SOURCE TEXT:
Start
The T2V system consists of a LogoChip running LogoChip Logo, a UML 305 development board, and a Winbond WTS701 Text-to-Voice chip. The LogoChip is the micro controller for the circuit while the WTS701 is a slave processing commands sent to it from the LogoChip. Communication between the LogoChip and the WTS701 is accomplished by a bi-directional SPI interface.
The development of the T2V system has been broken down into five stages. These stages are first, wire the entire T2V prototype circuit. Second, verify that the LogoChip and the WTS701 chip can successfully communicate with one another. Third, create a LogoChip Logo program to send a message to the WTS701 chip to speak. Fourth, develop a C API that allows an application written in C to send text messages to the LogoChip controller. This API would provide controls for the speed at which the text was spoken, the pitch of the spoken text, and the ability to stop a sentence or word before it had been completed. A simple application could be designed that allowed sentences to be entered and transmitted to the LogoChip to be spoken. The application could be designed to have UI components for all of the features that the API supported to fully test the API. Fifth, the API could be used within an existing software application where users responses to the voice messages could be evaluated. Currently only stages I, II, and III of the project have been completed.
Stage I
The first stage of this project was to wire the entire LogoChip/WTS701/UML
development board circuit. The circuit possesses a LogoChip micro controller running a Logo program. The Winbond chip is a slave of the LogoChip controller. The WTS701 chip is a 56 pin TSOP chip. Since this circuit was created using bread boards, a TSOP to DIP adapter was necessary to mount the WTS701 on a bread board. The WTS701 is a powerful chip that makes this entire project possible because of it's extensive text-to-voice capabilities.
The LogoChip and the WTS701 required different power supplies. The LogoChip was able to use the 5 volt power supply from the UML development board. The WTS701 requires a power supply between 2.7 and 3.3 volts so the UML development board power supply could not be used. Instead, the WTS701 was powered by an adjustable power supply unit.
The WTS701 is not only a powerful chip, but also relatively straight forward to use. There is a clear and concise data sheet for the chip at Winbond's web site. The data sheet (70 pages) contained all of the information I needed to work with the WTS701. The WTS701 receives text via a SPI interface and converts the text to either analog or digital speech. The chip currently has English and Chinese versions. The English version is available in either a male or a female voice.
"Text-to-speech conversion is achieved by processing the incoming text into a phonetic representation that is then mapped to a corpus of naturally spoken word parts." The steps taken by the WTS701 to process text are:
Additionally, the WTS701 is programmable to recognize abbreviations and to speak different languages.
Although the WTS701 has 56 pins, only 25 of these pins have connections. These pins control the clock, SPI interfacing, auxiliary in/out, CODEC in/out, digital power/ground, and analog power/ground. Wiring this chip was tedious, but not too difficult. The most significant problem I had wiring the WTS701 was that I initially only wired the analog power/ground. I incorrectly assumed that since I was not using the digital portion of the chip, I did not have to power it. This costly mistake wasted much time and caused significant frustration. This mistake did have the benefit of forcing a reevaluation of the design of both the circuit and the LogoChip code. A number of minor errors were corrected during this process.
End
(Boundary annotation records)
Start
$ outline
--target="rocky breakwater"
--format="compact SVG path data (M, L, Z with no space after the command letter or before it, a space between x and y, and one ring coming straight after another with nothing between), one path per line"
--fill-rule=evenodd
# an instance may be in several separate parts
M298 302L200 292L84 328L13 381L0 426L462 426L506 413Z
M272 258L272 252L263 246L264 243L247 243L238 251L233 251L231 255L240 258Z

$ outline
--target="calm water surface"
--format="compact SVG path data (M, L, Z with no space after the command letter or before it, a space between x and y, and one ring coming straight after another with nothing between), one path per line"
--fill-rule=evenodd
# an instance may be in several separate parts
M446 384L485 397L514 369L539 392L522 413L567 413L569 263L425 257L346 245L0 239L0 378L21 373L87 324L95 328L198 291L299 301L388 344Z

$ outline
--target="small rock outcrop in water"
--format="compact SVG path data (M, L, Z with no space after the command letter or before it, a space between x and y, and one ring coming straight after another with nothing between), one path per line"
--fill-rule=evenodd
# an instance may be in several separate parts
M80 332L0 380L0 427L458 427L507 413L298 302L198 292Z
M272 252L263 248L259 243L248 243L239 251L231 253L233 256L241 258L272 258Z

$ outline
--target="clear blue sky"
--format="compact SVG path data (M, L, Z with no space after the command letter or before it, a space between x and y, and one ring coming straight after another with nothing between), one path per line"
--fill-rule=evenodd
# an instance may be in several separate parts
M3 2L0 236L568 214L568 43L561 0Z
End
Start
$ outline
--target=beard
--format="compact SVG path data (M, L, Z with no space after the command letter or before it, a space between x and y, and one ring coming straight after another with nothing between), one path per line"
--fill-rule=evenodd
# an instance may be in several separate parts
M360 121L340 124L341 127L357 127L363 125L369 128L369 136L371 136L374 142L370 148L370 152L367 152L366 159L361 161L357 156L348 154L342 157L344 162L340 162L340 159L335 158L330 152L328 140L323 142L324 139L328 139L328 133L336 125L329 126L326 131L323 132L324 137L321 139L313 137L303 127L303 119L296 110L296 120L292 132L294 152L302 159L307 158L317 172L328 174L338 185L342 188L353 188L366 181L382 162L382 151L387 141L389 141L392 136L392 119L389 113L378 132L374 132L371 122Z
End
DIRECTIVE 1: Duplicate the passage of the T2V system text between "The T2V system consists" and "bi-directional SPI interface.", inclusive.
DIRECTIVE 2: Gather every line of the rows that contains the string "target", matching case exactly.

WRITTEN ANSWER 1:
The T2V system consists of a LogoChip running LogoChip Logo, a UML 305 development board, and a Winbond WTS701 Text-to-Voice chip. The LogoChip is the micro controller for the circuit while the WTS701 is a slave processing commands sent to it from the LogoChip. Communication between the LogoChip and the WTS701 is accomplished by a bi-directional SPI interface.

WRITTEN ANSWER 2:
--target="rocky breakwater"
--target="calm water surface"
--target="small rock outcrop in water"
--target="clear blue sky"
--target=beard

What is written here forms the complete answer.